» **STATED GOAL**
Turn the records below into a numbered list with one line per item, leaving out any blank lines.

● ● ● ● ● ● ●

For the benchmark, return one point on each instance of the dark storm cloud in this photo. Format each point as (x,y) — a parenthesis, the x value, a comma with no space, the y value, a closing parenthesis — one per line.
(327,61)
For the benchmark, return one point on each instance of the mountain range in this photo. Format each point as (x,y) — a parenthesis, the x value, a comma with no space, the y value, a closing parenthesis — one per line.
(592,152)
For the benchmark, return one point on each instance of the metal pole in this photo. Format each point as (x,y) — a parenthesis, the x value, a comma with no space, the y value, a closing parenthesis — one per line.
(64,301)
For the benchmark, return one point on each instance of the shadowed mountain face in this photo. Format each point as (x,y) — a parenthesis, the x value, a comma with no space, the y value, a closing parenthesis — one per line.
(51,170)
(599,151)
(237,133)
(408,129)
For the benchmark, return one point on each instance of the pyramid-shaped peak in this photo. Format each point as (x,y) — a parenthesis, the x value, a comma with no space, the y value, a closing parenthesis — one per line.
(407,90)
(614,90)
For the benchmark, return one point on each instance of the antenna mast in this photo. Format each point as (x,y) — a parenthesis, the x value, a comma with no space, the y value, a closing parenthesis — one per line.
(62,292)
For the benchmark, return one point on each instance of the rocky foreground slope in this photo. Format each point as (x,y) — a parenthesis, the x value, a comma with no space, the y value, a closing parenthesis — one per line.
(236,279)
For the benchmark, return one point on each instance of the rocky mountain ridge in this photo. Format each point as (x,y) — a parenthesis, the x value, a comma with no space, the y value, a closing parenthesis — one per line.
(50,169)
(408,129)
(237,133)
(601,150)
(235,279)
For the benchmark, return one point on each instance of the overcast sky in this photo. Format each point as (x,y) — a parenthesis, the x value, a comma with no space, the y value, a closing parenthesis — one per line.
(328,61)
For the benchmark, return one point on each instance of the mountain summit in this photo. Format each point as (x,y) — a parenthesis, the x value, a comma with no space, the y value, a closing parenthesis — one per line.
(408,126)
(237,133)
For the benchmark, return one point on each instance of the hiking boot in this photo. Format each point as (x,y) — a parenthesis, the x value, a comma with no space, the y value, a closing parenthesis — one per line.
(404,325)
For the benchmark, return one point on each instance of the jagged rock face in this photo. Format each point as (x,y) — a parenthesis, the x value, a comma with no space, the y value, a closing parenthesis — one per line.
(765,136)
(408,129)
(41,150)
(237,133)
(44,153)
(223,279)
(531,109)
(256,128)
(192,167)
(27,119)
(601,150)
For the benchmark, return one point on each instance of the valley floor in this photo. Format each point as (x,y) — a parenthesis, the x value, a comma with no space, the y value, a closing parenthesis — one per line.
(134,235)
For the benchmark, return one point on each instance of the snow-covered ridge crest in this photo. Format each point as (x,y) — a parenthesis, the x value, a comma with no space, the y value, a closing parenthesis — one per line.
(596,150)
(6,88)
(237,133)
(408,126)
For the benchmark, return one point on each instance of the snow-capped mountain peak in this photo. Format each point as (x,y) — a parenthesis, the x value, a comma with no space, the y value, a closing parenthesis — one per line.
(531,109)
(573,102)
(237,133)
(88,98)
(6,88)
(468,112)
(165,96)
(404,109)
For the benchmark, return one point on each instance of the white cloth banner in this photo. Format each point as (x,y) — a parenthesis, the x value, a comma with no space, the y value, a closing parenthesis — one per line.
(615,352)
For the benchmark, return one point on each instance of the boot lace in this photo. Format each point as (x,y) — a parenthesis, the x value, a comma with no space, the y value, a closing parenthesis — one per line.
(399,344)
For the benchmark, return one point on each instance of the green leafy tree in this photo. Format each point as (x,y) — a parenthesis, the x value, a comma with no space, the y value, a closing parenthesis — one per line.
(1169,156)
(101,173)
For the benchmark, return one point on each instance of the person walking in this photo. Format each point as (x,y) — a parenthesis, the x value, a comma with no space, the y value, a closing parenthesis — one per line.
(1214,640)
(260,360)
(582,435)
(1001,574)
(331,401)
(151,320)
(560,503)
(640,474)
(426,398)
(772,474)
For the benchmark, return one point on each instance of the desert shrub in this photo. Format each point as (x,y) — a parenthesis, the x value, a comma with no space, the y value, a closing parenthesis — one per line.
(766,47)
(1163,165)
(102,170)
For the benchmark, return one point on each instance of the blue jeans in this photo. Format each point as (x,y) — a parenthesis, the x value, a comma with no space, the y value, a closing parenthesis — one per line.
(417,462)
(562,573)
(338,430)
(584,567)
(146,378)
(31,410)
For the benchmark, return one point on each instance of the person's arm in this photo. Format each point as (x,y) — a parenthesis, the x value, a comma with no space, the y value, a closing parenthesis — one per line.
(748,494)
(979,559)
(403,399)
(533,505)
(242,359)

● ● ● ● ● ● ●

» **RESULT FOR THIS TASK**
1. For the benchmark, return one point on each instance of the dark storm cloud in this photo. Format each point as (x,y) — a parenthesis, the x value, a comma with no space, the y value, a closing parenthesis — one per line.
2. (327,61)
3. For the benchmark, return one point on each instance of the mountain range in this photo. Format each point as (x,y) — a parenthesis, the x value, a comma with no space, the y value, a closing parenthesis — one per line.
4. (592,152)
5. For the benchmark, return one point on each instance of the metal pole in this photo. Format each point as (x,y) — a parenthesis, the x value, a comma with no space, the y value, a closing parenthesis — one per line.
6. (64,301)
7. For the benchmark, return one point on each instance of the shadowed mountain face in this photo. Format each point as (x,y) — a parenthesis, the x value, a comma with no space, the y value, a closing parenthesis — one per line.
8. (51,170)
9. (599,151)
10. (237,133)
11. (408,129)
12. For the benchmark, return one point on each instance of the pyramid-shaped peak in this photo. Format each point as (x,y) — a parenthesis, the x value, a comma with no space, the y value, a closing parenthesis — one per line.
13. (407,90)
14. (614,90)
15. For the benchmark, return one point on each instance of the antenna mast in this photo. Format each point as (x,y) — a parenthesis, the x value, a comma with no space, the y value, a closing parenthesis — one per line.
16. (62,292)
17. For the benchmark, return one point on each instance of the rocky foreground slope in this photo. Format each point as (x,y) — a parenthesis, the x value, a comma with no space, the y value, a closing parenthesis — one per line.
18. (236,279)
19. For the benchmark, return one point on each instance of the rocky mountain ridge in this photo. Format each point as (x,y) — a parenthesis, the x value, a comma with no space, the y value, a closing parenthesis — one per line.
20. (50,169)
21. (408,129)
22. (237,133)
23. (601,150)
24. (235,279)
25. For the benchmark, return one point on each instance of the overcast sky in this photo. Format each point as (x,y) — a parenthesis, the x value, a comma with no space, the y value, a closing parenthesis — one per line.
26. (328,61)
27. For the benchmark, return one point on each instance of the mountain summit in this photo. Format each point as (x,y) — a parenthesis, the x value, a comma with no space, the y value, a closing parenthesis — one per line.
28. (408,126)
29. (237,133)
30. For the benchmark, return one point on each instance of the hiking boot in this photo. Format each point as (x,y) — a parenthesis, the x value, a comma with no space, the y value, a closing parenthesis — one per line.
31. (404,325)
32. For the benchmark, return one point on each instance of the jagged rock face in this photo. Format each point as (x,y) — a parenthesis, the x value, a comma with no space, the y value, a closing parenthesis — one per line.
33. (765,136)
34. (408,129)
35. (41,150)
36. (237,133)
37. (44,153)
38. (223,279)
39. (531,109)
40. (256,128)
41. (192,167)
42. (27,119)
43. (601,150)
44. For the benchmark, return one point on each instance of the valley floor in this photo. Format each point as (x,y) — a parenthesis, the x value, a comma with no space, the y value, a closing parenthesis — one per line.
45. (134,235)
46. For the benchmark, return one point on each instance of the snow-covered ridge crest in this photo. Format each point as (x,y) — a parenthesis, the x value, a comma with no space, the y value, a closing parenthesis — one per line.
47. (596,150)
48. (6,88)
49. (237,133)
50. (408,126)
51. For the benchmark, return one point on each instance of the snow-capped mountain peak in this photo. Format each point as (x,y) — a parenthesis, the x value, a comma with no space, the y value, a closing parenthesis — one per line.
52. (531,109)
53. (573,102)
54. (237,133)
55. (88,98)
56. (6,88)
57. (468,112)
58. (165,96)
59. (404,109)
60. For the benchmark, return one point on each instance of the white cloth banner in this photo. Format each point as (x,y) — a parenthesis, the x value, a comma with no space, the y value, a closing parenthesis — one per line.
61. (615,352)
62. For the benchmark, return one point on each instance of the boot lace in this photo. Format each point as (x,y) — a parenthesis, the x value, a comma with no space, the y value, a closing parenthesis — one per line.
63. (399,344)
64. For the benchmark, return one point on each instance of the green leafy tree in this photo. Format each point as (x,y) — a parenthesis, the x value, a comma with no space, the y value, a closing parenthesis — one per line.
65. (1169,156)
66. (101,173)
67. For the benchmark, return one point on each instance of the person walking in this photo. Format each point as (x,y) — a parenthesis, the x value, a comma with no space, the y value, a closing parenthesis — one per line.
68. (1214,640)
69. (260,360)
70. (582,435)
71. (1001,574)
72. (331,401)
73. (151,320)
74. (560,503)
75. (640,474)
76. (426,398)
77. (772,474)
78. For the benchmark, return one point on each instance of the desert shrub in this photo. Format each point as (x,y) — a parenthesis, the x value, a comma with no space, the y value, a closing parenthesis — one per line.
79. (766,47)
80. (1163,165)
81. (102,170)
82. For the benchmark, return one point on each instance of the blue jeans in this photo. Format each point as (x,y) — a parenthesis, the x value, a comma with no space, the y value, a closing parenthesis — one per line.
83. (417,462)
84. (562,573)
85. (338,430)
86. (584,567)
87. (146,378)
88. (31,410)
89. For the benchmark, return one point on each instance of the person's arm in this photo. Format each point as (x,y) — a parenthesis, the x value, a comma with no space, the y value, a closing parenthesis — one per line.
90. (748,494)
91. (979,559)
92. (403,399)
93. (533,505)
94. (242,359)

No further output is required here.